* **DIRECTIVE**
Reproduce word for word the lines of the records starting with the line that contains "Task: indicate the horse's neck" and going on through the line that contains "x=343 y=487", both included.

* **ENTRIES SHOWN**
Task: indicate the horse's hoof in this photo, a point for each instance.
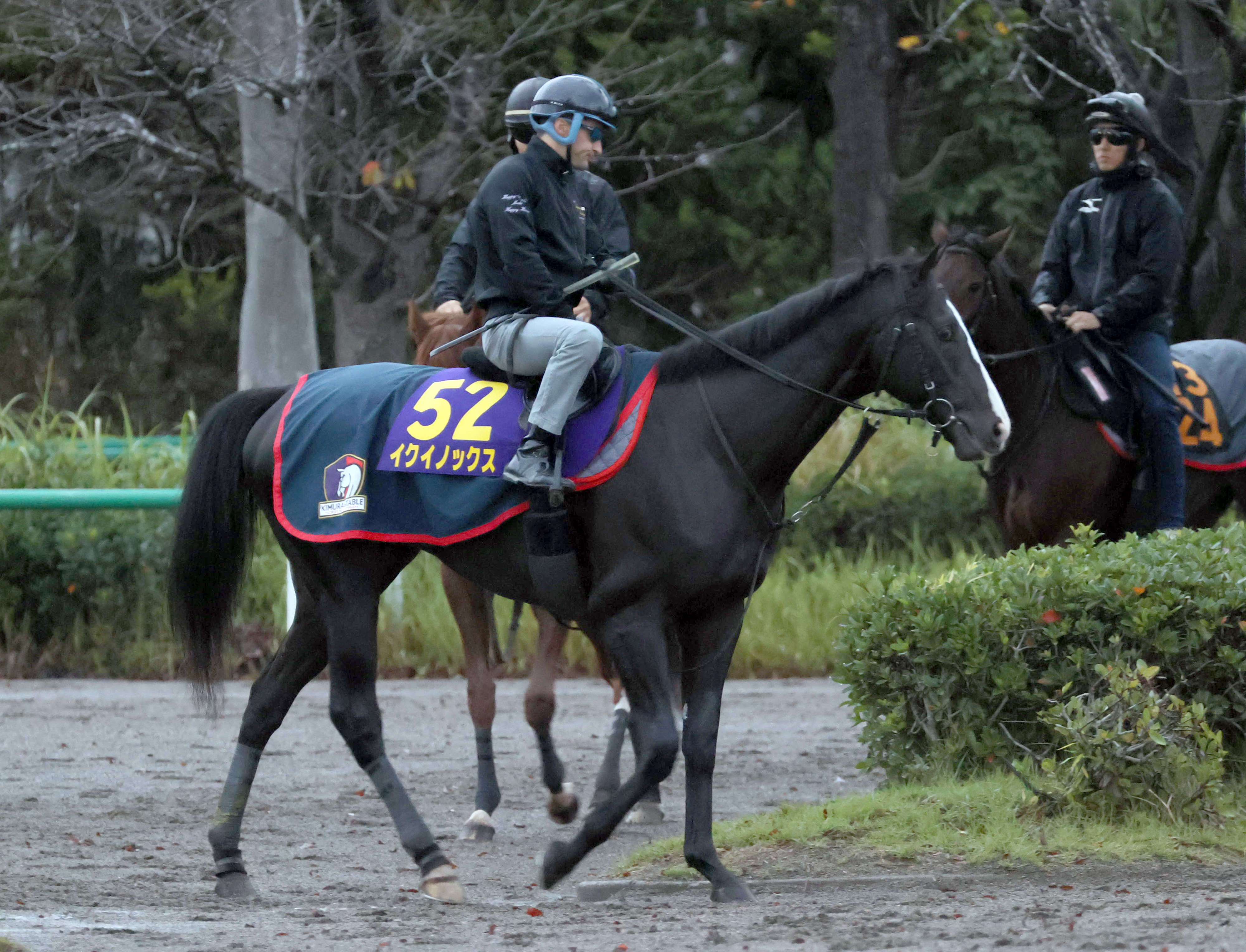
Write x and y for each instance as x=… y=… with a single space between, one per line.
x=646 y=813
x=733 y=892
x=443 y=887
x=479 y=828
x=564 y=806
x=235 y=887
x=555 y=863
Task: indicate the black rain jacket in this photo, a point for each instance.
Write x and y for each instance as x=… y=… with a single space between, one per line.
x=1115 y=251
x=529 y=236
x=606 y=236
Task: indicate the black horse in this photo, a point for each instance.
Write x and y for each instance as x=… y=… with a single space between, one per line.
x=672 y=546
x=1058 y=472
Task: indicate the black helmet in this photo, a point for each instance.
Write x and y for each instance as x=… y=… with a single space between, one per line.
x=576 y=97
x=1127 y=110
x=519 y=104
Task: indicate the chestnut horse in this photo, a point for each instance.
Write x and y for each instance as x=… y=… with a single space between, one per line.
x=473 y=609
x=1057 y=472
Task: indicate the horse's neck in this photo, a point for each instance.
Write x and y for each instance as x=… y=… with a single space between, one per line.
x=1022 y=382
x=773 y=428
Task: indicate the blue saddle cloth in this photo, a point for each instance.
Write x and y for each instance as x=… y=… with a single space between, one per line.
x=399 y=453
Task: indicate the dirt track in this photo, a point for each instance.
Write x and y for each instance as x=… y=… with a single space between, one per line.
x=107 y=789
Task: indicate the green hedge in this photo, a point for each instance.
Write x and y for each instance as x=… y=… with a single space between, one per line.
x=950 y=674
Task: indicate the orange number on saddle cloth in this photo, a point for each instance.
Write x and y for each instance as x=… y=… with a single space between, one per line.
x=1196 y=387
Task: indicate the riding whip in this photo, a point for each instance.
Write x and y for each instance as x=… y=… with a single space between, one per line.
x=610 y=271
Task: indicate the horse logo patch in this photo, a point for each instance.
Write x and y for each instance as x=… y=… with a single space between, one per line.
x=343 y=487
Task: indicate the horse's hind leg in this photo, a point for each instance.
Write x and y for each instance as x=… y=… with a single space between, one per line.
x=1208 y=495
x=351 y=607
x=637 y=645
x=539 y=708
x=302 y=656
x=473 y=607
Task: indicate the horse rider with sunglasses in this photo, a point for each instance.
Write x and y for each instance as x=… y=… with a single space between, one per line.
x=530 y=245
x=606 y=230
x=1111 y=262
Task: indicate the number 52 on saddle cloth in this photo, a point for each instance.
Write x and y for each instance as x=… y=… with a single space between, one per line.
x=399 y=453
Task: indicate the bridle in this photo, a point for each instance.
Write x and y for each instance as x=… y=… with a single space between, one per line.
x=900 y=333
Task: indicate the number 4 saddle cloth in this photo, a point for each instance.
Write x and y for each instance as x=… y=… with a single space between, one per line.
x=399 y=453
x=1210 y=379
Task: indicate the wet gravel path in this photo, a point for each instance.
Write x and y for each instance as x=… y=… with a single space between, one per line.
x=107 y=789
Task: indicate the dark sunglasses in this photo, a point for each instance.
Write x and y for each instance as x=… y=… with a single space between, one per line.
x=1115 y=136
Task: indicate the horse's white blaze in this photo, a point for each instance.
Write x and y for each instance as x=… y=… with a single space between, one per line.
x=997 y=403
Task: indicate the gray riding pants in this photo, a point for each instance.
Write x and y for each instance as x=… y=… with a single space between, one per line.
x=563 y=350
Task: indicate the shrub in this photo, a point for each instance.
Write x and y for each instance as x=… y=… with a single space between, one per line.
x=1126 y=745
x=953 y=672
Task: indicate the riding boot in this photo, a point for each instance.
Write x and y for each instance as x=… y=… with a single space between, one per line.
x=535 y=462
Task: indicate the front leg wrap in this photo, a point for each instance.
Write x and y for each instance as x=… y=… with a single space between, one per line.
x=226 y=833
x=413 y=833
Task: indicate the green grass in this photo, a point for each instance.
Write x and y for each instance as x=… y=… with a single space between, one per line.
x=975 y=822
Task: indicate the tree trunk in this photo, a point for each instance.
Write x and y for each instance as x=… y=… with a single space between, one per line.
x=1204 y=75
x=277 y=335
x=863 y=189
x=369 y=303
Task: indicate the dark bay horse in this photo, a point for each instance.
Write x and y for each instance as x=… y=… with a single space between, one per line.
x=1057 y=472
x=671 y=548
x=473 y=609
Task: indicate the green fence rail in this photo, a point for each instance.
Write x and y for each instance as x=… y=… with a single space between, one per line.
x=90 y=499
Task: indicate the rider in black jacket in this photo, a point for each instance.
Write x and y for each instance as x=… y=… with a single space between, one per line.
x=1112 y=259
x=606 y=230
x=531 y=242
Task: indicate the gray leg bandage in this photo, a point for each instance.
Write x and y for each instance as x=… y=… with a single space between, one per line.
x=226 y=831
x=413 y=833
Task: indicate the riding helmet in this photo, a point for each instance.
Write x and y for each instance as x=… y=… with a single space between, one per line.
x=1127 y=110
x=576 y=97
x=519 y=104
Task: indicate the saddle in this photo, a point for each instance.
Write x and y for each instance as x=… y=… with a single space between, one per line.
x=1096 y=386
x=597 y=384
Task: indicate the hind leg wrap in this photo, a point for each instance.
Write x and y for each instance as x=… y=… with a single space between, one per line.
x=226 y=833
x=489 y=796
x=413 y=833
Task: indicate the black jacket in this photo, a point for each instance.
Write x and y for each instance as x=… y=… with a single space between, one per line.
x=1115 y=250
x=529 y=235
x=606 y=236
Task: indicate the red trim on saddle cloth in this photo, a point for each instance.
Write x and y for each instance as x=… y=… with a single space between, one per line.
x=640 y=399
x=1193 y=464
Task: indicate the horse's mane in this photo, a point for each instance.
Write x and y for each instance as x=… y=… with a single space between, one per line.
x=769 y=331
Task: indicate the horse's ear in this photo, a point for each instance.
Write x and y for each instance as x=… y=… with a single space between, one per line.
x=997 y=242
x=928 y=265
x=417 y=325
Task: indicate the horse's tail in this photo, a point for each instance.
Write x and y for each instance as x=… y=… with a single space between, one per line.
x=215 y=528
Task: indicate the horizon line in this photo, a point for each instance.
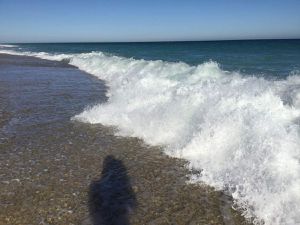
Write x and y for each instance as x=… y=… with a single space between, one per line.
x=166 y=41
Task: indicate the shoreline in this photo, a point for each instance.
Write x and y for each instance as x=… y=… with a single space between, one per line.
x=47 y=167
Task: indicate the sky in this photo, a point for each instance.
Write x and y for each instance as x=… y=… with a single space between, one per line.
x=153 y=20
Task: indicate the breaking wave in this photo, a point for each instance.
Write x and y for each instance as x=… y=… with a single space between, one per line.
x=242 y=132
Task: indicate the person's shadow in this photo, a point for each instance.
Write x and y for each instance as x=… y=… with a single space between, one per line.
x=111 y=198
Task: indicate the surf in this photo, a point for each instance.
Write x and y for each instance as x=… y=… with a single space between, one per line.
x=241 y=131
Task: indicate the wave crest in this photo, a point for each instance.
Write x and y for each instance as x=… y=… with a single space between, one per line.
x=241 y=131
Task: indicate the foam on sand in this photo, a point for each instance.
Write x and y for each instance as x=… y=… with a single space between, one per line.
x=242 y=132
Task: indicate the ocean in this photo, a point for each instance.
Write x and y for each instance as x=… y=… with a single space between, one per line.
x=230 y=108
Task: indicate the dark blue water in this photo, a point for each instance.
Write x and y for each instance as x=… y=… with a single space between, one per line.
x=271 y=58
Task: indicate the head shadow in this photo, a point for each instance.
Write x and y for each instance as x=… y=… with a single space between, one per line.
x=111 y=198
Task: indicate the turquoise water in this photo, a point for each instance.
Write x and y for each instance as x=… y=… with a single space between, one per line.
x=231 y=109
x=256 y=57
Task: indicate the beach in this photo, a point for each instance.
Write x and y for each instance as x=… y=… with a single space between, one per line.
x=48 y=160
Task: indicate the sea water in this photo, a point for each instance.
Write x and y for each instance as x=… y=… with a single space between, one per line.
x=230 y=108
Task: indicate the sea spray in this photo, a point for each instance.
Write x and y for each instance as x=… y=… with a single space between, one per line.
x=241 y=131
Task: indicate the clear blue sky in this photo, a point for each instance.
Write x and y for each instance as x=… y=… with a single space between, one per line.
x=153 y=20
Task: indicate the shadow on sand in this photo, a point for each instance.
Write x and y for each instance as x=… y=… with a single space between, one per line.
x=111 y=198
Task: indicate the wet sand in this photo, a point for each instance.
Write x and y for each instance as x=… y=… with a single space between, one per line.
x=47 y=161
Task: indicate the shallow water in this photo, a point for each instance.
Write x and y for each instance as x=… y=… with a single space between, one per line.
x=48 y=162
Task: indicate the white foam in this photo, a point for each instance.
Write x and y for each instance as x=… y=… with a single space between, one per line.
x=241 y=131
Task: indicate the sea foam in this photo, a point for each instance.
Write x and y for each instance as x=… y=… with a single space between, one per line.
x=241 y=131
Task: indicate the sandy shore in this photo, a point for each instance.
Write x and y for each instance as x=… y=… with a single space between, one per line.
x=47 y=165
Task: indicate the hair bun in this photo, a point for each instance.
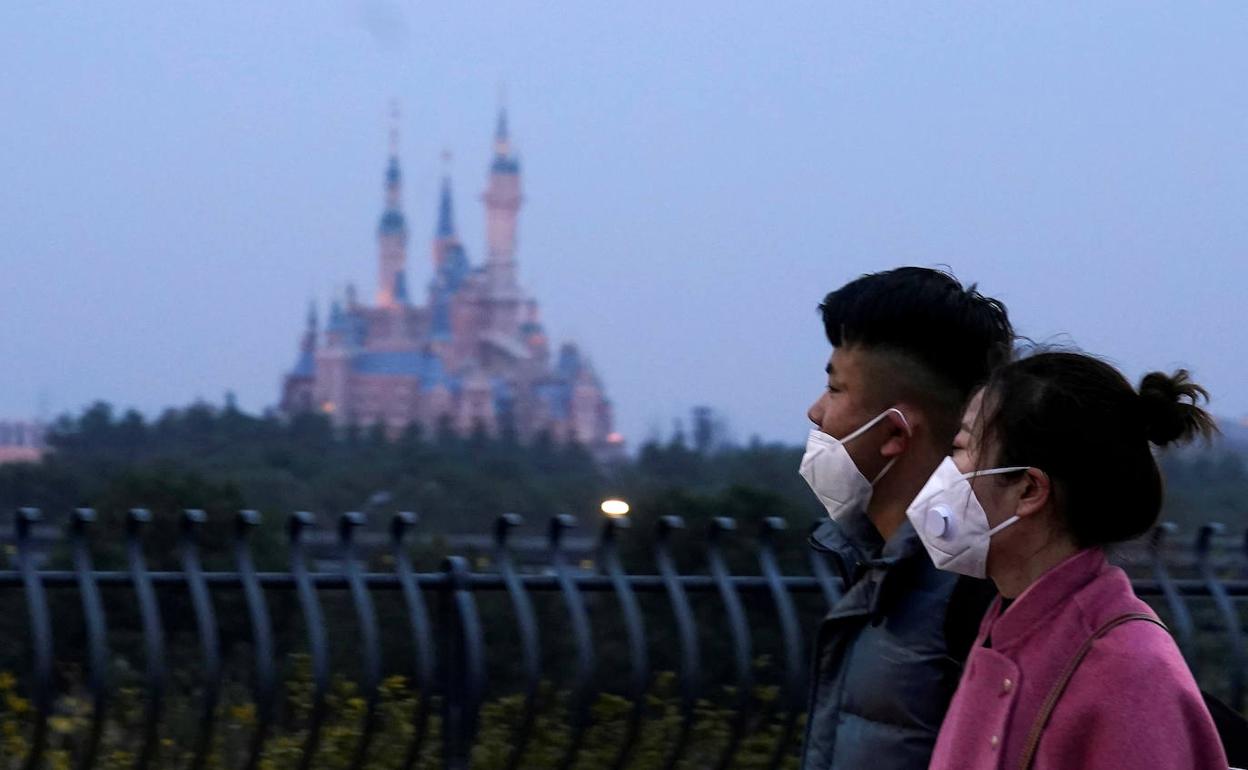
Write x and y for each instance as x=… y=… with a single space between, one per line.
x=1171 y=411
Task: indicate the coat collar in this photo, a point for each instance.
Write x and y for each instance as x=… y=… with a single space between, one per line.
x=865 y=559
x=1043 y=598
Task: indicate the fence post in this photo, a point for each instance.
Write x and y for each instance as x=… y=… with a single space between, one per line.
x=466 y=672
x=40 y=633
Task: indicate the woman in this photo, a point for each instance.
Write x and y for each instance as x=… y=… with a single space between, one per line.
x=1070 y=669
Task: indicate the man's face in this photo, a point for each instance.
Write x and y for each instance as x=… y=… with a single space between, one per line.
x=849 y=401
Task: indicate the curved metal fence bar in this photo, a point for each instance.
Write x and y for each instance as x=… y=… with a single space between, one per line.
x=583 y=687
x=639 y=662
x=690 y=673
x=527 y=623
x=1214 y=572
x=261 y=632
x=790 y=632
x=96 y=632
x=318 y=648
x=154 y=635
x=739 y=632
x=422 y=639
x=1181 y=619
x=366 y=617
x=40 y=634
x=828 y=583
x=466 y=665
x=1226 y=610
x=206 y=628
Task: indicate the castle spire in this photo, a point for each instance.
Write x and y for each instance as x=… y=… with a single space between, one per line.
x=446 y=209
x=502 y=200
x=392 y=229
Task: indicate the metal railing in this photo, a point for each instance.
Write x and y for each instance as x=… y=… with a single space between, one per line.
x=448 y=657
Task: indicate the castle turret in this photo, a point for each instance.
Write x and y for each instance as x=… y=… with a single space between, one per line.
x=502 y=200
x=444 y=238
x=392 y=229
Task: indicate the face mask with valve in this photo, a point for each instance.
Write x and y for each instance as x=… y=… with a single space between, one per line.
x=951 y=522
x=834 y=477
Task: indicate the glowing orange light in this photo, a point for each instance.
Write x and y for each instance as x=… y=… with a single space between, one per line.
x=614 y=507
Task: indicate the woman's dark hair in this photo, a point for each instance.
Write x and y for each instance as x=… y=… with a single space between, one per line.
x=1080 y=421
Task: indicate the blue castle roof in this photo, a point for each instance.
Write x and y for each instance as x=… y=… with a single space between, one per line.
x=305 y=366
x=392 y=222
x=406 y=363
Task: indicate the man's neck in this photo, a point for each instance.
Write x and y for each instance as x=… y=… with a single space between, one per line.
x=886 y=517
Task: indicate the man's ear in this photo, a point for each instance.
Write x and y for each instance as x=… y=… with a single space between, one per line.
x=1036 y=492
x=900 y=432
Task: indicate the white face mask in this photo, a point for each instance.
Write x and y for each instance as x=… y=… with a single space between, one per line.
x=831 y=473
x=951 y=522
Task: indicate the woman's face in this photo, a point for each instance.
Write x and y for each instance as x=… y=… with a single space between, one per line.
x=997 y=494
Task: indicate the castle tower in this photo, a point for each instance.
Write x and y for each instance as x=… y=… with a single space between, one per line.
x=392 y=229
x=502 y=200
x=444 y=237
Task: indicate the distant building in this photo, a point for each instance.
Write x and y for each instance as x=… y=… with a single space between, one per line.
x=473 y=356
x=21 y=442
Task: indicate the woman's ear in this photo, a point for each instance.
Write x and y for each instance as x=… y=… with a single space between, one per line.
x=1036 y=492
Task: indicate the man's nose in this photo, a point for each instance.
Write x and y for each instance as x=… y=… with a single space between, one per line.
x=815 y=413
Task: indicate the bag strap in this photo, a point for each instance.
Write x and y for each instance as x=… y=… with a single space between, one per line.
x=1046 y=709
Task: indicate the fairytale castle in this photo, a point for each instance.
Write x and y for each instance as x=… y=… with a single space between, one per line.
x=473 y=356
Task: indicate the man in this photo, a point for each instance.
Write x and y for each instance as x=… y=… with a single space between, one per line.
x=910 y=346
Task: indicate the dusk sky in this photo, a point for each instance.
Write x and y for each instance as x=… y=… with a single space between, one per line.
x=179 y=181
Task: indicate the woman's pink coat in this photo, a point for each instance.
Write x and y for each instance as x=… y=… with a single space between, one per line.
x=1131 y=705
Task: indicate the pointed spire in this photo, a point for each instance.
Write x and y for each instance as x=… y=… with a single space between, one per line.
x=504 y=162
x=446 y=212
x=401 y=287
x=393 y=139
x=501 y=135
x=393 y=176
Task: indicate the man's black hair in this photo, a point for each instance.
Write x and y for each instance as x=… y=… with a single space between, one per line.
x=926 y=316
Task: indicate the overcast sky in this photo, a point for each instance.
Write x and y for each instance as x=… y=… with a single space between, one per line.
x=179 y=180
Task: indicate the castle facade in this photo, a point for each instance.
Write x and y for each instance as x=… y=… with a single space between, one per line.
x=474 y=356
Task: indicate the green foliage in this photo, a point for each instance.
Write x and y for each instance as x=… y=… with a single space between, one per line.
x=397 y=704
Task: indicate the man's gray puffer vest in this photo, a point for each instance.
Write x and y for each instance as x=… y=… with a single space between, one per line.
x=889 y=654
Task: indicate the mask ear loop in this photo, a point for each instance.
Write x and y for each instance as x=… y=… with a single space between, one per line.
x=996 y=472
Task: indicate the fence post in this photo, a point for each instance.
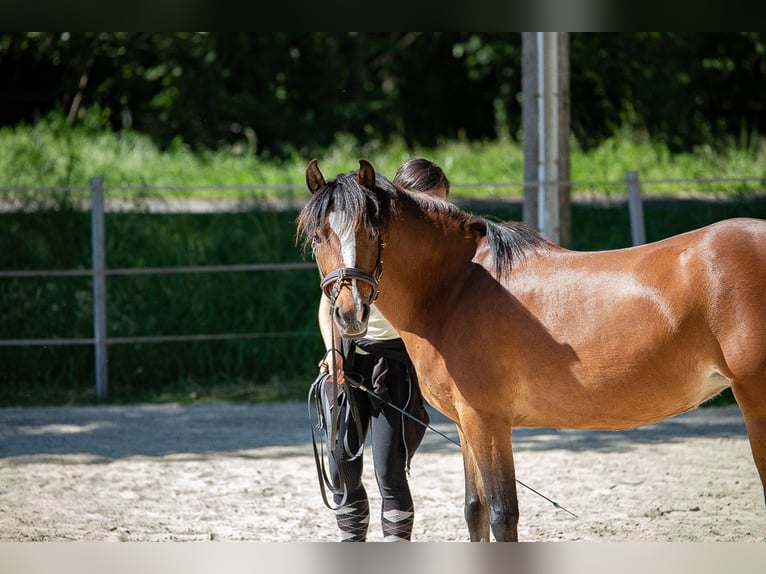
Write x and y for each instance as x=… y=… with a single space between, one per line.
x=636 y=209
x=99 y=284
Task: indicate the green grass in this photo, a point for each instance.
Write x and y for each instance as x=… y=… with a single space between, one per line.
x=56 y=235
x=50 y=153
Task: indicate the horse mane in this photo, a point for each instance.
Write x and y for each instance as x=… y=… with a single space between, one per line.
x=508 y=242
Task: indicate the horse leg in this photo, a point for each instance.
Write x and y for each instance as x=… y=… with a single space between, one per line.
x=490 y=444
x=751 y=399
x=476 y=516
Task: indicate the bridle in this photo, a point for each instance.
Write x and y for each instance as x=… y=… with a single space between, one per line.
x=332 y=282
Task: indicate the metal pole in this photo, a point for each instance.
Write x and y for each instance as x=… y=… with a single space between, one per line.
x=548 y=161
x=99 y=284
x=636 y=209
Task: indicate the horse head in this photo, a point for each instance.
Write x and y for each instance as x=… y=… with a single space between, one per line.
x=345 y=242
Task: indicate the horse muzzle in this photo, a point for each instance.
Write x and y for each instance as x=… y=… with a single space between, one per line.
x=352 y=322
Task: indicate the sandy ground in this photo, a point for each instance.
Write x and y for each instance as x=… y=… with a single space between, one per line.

* **WRITTEN ANSWER**
Task: indicate the horse's neck in this photo, a point for each instance.
Write x and y for each instance as x=… y=… with a single space between, one per line.
x=1022 y=382
x=773 y=428
Task: indicate the blue saddle cloth in this photo, a point for each instance.
Write x and y for each instance as x=… y=… with a single space between, one per line.
x=399 y=453
Task: indicate the dirt track in this photo, a point for each instance.
Write x and y for each instance as x=… y=… with a single space between, one per line.
x=107 y=789
Task: indicate the green hedge in this photo, a point for each instance.
Write x and y for each instance as x=… y=… with a single space between, one per line.
x=950 y=674
Task: indicate the orange number on saddle cloth in this photo, a point for each instance.
Write x and y for each instance as x=… y=… with a single space between, one per line.
x=1196 y=387
Task: indicate the riding whip in this photo, a point for each instance.
Write x and y for each instance as x=… y=… with a single space between, one per line.
x=610 y=271
Task: indicate the horse logo patch in this photo, a point for each instance.
Write x and y for each instance as x=… y=… with a single space between, one per line.
x=343 y=487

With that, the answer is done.